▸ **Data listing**
-*-

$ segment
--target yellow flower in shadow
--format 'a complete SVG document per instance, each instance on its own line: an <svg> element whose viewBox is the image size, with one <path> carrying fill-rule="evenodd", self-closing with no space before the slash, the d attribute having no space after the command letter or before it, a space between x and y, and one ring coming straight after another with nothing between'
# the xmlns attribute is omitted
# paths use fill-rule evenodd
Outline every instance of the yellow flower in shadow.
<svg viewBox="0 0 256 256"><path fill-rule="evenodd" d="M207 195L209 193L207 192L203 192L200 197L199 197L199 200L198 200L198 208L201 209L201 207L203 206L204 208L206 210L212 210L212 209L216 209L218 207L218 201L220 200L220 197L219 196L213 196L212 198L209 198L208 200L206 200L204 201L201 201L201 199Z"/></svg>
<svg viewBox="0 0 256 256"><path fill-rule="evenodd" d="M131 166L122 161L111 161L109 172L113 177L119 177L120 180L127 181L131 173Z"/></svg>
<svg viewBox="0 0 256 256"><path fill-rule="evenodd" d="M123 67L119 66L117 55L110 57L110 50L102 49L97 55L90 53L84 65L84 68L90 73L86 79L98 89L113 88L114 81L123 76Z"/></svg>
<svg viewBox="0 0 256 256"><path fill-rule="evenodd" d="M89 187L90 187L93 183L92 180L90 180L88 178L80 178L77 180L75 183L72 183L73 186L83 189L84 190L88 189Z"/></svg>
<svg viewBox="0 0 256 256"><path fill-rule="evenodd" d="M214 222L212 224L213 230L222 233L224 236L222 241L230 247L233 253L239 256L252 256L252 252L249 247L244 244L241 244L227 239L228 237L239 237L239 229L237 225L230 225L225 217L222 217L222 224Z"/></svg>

-*-

Reproduce the lines from the first one through the line containing "# the xmlns attribute is omitted", substituting "orange flower" for "yellow flower" and leaving everything else unchanged.

▸ **Response**
$ segment
--target orange flower in shadow
--format 'a complete SVG document per instance, each instance on its own line: an <svg> element whose viewBox is the image size, with one <path> carrying fill-rule="evenodd", self-closing with no space before the slash, the d attribute having no space after the command letter or before it, a space between x and y, and one ring coming straight after another with nothing between'
# the xmlns attribute is omitted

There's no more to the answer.